▶ [Excerpts from a pointing dataset]
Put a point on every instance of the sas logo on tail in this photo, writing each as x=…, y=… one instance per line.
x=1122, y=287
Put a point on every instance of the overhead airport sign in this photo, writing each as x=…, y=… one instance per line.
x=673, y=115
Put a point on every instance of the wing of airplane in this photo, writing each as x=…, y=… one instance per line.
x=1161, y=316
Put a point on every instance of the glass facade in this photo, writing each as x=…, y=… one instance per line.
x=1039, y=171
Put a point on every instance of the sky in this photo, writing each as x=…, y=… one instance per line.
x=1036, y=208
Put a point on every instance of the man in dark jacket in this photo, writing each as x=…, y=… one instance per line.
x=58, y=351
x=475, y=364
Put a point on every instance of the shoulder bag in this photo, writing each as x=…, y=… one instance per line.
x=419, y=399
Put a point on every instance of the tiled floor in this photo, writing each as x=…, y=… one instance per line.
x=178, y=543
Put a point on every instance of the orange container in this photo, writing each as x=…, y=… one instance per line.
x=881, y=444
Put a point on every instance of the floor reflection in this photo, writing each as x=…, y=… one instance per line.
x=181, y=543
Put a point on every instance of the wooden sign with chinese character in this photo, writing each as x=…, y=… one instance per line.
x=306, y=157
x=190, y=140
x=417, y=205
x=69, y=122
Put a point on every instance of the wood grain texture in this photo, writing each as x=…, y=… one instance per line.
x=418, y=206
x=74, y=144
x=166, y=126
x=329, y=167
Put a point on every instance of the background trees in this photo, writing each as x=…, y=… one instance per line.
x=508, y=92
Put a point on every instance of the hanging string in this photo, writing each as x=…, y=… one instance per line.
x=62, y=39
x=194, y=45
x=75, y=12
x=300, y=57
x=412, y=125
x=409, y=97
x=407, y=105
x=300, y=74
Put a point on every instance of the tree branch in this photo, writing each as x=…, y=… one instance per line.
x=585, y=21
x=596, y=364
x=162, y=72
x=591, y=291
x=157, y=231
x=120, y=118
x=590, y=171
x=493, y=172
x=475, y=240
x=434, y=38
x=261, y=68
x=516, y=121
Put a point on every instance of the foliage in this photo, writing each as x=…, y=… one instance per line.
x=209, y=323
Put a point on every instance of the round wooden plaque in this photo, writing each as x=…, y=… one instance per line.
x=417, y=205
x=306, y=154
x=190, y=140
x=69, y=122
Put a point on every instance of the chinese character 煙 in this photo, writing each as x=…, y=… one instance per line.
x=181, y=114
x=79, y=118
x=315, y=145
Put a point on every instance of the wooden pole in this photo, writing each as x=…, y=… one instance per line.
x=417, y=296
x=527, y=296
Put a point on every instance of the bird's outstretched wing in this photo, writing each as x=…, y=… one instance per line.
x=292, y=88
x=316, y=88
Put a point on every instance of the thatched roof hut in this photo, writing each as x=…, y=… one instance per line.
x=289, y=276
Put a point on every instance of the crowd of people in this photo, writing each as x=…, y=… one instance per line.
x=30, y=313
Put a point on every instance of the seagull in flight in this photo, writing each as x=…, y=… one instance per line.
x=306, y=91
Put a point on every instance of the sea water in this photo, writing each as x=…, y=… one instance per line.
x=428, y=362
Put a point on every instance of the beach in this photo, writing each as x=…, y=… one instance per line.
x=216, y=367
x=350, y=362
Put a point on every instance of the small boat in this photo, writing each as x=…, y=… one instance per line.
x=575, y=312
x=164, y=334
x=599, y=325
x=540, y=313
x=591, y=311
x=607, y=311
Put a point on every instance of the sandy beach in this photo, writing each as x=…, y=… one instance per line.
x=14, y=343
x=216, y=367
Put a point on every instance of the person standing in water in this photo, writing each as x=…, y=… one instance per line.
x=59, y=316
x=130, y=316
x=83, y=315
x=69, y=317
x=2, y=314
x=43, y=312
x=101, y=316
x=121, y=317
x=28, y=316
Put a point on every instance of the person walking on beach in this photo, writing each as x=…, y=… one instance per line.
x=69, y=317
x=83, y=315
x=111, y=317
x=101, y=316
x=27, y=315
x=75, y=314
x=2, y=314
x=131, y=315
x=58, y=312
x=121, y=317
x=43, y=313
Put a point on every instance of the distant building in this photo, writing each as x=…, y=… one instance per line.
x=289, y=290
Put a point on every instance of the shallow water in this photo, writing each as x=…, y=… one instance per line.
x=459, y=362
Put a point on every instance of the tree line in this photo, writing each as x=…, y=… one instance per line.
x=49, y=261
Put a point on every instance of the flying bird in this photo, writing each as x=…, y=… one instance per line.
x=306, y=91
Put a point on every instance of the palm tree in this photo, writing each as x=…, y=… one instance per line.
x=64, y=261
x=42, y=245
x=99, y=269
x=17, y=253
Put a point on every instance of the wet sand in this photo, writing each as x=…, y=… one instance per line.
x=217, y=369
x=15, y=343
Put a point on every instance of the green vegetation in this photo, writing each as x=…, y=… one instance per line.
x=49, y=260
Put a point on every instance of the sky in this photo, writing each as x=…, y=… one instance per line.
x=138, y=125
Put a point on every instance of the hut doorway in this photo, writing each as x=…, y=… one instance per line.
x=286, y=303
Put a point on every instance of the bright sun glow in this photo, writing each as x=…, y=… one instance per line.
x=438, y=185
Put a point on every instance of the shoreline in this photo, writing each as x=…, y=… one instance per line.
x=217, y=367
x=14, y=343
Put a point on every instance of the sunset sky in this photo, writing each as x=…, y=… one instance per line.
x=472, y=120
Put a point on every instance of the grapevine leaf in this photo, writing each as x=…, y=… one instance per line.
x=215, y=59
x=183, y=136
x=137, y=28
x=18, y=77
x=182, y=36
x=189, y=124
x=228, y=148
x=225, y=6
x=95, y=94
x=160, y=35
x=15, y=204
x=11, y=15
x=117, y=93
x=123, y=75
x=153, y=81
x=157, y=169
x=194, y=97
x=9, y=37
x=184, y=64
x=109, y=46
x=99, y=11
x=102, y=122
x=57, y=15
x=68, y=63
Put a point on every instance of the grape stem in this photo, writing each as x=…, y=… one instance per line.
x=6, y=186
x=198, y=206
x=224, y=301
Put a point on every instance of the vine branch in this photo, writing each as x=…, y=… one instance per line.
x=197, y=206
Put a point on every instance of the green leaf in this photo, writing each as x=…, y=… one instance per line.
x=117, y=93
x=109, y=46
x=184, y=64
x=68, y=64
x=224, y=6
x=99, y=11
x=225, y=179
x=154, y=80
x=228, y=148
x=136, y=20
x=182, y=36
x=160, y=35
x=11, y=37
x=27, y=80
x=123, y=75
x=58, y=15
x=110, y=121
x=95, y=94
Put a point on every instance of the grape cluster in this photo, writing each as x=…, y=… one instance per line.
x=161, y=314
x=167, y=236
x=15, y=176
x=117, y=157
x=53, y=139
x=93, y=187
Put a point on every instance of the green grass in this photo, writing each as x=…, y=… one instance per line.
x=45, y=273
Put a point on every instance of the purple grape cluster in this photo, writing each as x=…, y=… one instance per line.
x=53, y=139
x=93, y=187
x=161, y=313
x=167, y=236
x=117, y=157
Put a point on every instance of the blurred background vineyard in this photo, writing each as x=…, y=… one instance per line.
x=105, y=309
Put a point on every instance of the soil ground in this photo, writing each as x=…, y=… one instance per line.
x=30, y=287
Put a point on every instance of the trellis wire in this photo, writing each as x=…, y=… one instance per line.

▶ [Aim of the exercise]
Render these lines as a JSON list of strings, one string per line, with blank lines omitted.

▶ [Result for this task]
[
  "Put a point on every instance of the sas logo on tail in this photo, writing each as x=…, y=… one instance per line.",
  "x=1122, y=287",
  "Put a point on every instance of the overhead airport sign in this photo, writing each as x=…, y=… one instance per line.",
  "x=673, y=115",
  "Put a point on every instance of the wing of airplane in this photo, writing each as x=…, y=… one instance per line.",
  "x=1161, y=316",
  "Put a point on every instance of the glass facade in this photo, writing each as x=…, y=… one instance per line.",
  "x=1039, y=171",
  "Put a point on every instance of the sky in this photo, writing each as x=…, y=… one instance per line.",
  "x=1036, y=208",
  "Put a point on every instance of the man in dark jacket in this photo, writing each as x=…, y=… one instance per line.",
  "x=58, y=351",
  "x=475, y=364",
  "Put a point on every instance of the shoulder bag in this photo, writing each as x=…, y=… one instance per line.",
  "x=419, y=399",
  "Put a point on every instance of the tiled floor in this photo, writing each as x=…, y=… one instance per line.",
  "x=178, y=543",
  "Put a point on every instance of the orange container in this photo, writing each as x=…, y=… one instance per line.",
  "x=881, y=444",
  "Put a point on every instance of the floor reflection in this photo, writing each as x=…, y=… one instance per line.",
  "x=181, y=543",
  "Put a point on every instance of the wooden sign with chinese character in this photo, writing each as x=…, y=… one instance per line.",
  "x=306, y=157",
  "x=190, y=140",
  "x=417, y=205",
  "x=69, y=122",
  "Put a point on every instance of the wood grain texture in this photo, writing each as x=…, y=… one instance per line.",
  "x=418, y=206",
  "x=74, y=144",
  "x=166, y=126",
  "x=329, y=167",
  "Put a point on every instance of the background trees in this photo, writing each as x=…, y=… one instance per line.",
  "x=508, y=92",
  "Put a point on every instance of the hanging string in this photo, writing each as x=…, y=… one instance per line.",
  "x=62, y=39",
  "x=194, y=45",
  "x=75, y=12",
  "x=300, y=57",
  "x=412, y=125",
  "x=409, y=97",
  "x=407, y=105",
  "x=300, y=74",
  "Put a point on every instance of the tree branch in this photo, writing each as x=…, y=… one instance per line.",
  "x=585, y=21",
  "x=596, y=364",
  "x=162, y=72",
  "x=591, y=291",
  "x=157, y=231",
  "x=120, y=118",
  "x=590, y=171",
  "x=493, y=172",
  "x=475, y=240",
  "x=434, y=38",
  "x=261, y=68",
  "x=516, y=121",
  "Put a point on every instance of the foliage in this photo, writing each as x=…, y=… one instance per line.",
  "x=209, y=323",
  "Put a point on every instance of the round wooden plaque in this photo, writing each as x=…, y=… one instance per line.",
  "x=417, y=205",
  "x=306, y=154",
  "x=190, y=140",
  "x=69, y=122",
  "Put a point on every instance of the chinese character 煙 in this photo, writing each as x=…, y=… one instance per line.",
  "x=181, y=114",
  "x=79, y=118",
  "x=315, y=145",
  "Put a point on every instance of the wooden pole in this photo, writing each as x=…, y=… one instance per line.",
  "x=417, y=296",
  "x=527, y=296",
  "Put a point on every instance of the bird's outstretched wing in this photo, writing each as x=…, y=… one instance per line.",
  "x=292, y=88",
  "x=316, y=88",
  "Put a point on every instance of the thatched roof hut in this photo, writing each as x=…, y=… one instance per line.",
  "x=289, y=276",
  "Put a point on every instance of the crowd of people in this photo, writing each as x=…, y=… one instance per line.",
  "x=30, y=313",
  "Put a point on every instance of the seagull in flight in this photo, writing each as x=…, y=… one instance per line.",
  "x=306, y=91",
  "Put a point on every instance of the sea water in this photo, writing each as x=…, y=… one instance per line.",
  "x=428, y=362",
  "Put a point on every instance of the beach in this photo, writing each as x=…, y=… one instance per line.",
  "x=216, y=367",
  "x=350, y=362",
  "Put a point on every instance of the small boat in this photo, writing each as x=…, y=… one instance per line.",
  "x=575, y=312",
  "x=164, y=334",
  "x=599, y=325",
  "x=540, y=313",
  "x=591, y=311",
  "x=607, y=311",
  "Put a point on every instance of the sandy beach in this photo, writing each as x=…, y=… one instance per line.",
  "x=14, y=343",
  "x=216, y=367",
  "Put a point on every instance of the person standing in water in this photo, writing each as x=…, y=… one instance per line.",
  "x=59, y=316",
  "x=130, y=316",
  "x=83, y=315",
  "x=69, y=317",
  "x=2, y=314",
  "x=43, y=312",
  "x=101, y=316",
  "x=121, y=317",
  "x=28, y=316",
  "Put a point on every instance of the person walking on beach in this photo, writing each as x=…, y=… one instance per line.",
  "x=69, y=317",
  "x=83, y=315",
  "x=111, y=317",
  "x=101, y=316",
  "x=27, y=315",
  "x=75, y=314",
  "x=2, y=314",
  "x=131, y=315",
  "x=58, y=312",
  "x=121, y=317",
  "x=43, y=313",
  "Put a point on every instance of the distant building in this photo, writing each as x=…, y=… one instance per line.",
  "x=289, y=290",
  "Put a point on every instance of the shallow water in this photo, writing each as x=…, y=… one instance per line.",
  "x=459, y=362",
  "Put a point on every instance of the tree line in this photo, writing each as x=…, y=… one instance per line.",
  "x=49, y=261",
  "Put a point on every instance of the flying bird in this photo, writing each as x=…, y=… one instance per line.",
  "x=306, y=91",
  "Put a point on every instance of the palm tree in this photo, writing each as x=…, y=… one instance per line.",
  "x=64, y=261",
  "x=42, y=245",
  "x=99, y=269",
  "x=17, y=253",
  "Put a point on every instance of the wet sand in this photo, writing each as x=…, y=… one instance per line.",
  "x=217, y=369",
  "x=15, y=343",
  "Put a point on every instance of the green vegetation in this photo, writing each as x=…, y=… one instance per line.",
  "x=49, y=260",
  "Put a point on every instance of the sky in this photo, writing each as x=…, y=… one instance per line.",
  "x=138, y=125",
  "Put a point on every instance of the hut doorway in this photo, writing each as x=…, y=… one instance per line.",
  "x=286, y=303",
  "Put a point on every instance of the bright sun glow in this photo, writing each as x=…, y=… one instance per line.",
  "x=438, y=185",
  "Put a point on every instance of the shoreline in this photo, writing each as x=…, y=… one instance per line.",
  "x=217, y=367",
  "x=14, y=343",
  "Put a point on every instance of the sunset sky in this photo, writing each as x=…, y=… one instance per line.",
  "x=472, y=120",
  "Put a point on every instance of the grapevine leaf in this photo, writing each as x=…, y=… one instance per line.",
  "x=215, y=59",
  "x=183, y=136",
  "x=137, y=28",
  "x=18, y=77",
  "x=182, y=36",
  "x=189, y=124",
  "x=228, y=148",
  "x=225, y=6",
  "x=95, y=94",
  "x=160, y=35",
  "x=15, y=204",
  "x=11, y=15",
  "x=117, y=93",
  "x=123, y=75",
  "x=153, y=81",
  "x=157, y=169",
  "x=194, y=97",
  "x=9, y=37",
  "x=184, y=64",
  "x=109, y=46",
  "x=99, y=11",
  "x=102, y=122",
  "x=57, y=15",
  "x=68, y=63",
  "Put a point on every instance of the grape stem in this photo, writing each as x=…, y=… one instance per line.",
  "x=6, y=186",
  "x=198, y=206",
  "x=224, y=301",
  "Put a point on every instance of the vine branch in this photo, writing each as x=…, y=… one instance per line.",
  "x=197, y=206",
  "Put a point on every instance of the green leaf in this photo, writing each as x=…, y=… one instance per line.",
  "x=117, y=93",
  "x=109, y=46",
  "x=184, y=64",
  "x=68, y=64",
  "x=224, y=6",
  "x=99, y=11",
  "x=225, y=179",
  "x=154, y=80",
  "x=228, y=148",
  "x=136, y=20",
  "x=182, y=36",
  "x=160, y=35",
  "x=11, y=37",
  "x=27, y=80",
  "x=123, y=75",
  "x=58, y=15",
  "x=110, y=121",
  "x=95, y=94",
  "Put a point on every instance of the grape cluster in this photo, writing each as x=…, y=… one instance per line.",
  "x=161, y=314",
  "x=167, y=236",
  "x=15, y=176",
  "x=117, y=157",
  "x=53, y=139",
  "x=93, y=187",
  "Put a point on every instance of the green grass in this photo, writing each as x=…, y=… one instance per line.",
  "x=45, y=273",
  "Put a point on every instance of the purple grape cluster in this photo, writing each as x=…, y=… one instance per line.",
  "x=53, y=139",
  "x=93, y=187",
  "x=161, y=313",
  "x=167, y=236",
  "x=117, y=157",
  "Put a point on every instance of the blurred background vineyard in this photo, writing each as x=…, y=… one instance per line.",
  "x=105, y=309",
  "Put a point on every instance of the soil ground in this photo, writing each as x=…, y=… one instance per line.",
  "x=30, y=287",
  "Put a point on every instance of the trellis wire in this photo, writing each as x=…, y=… one instance per line."
]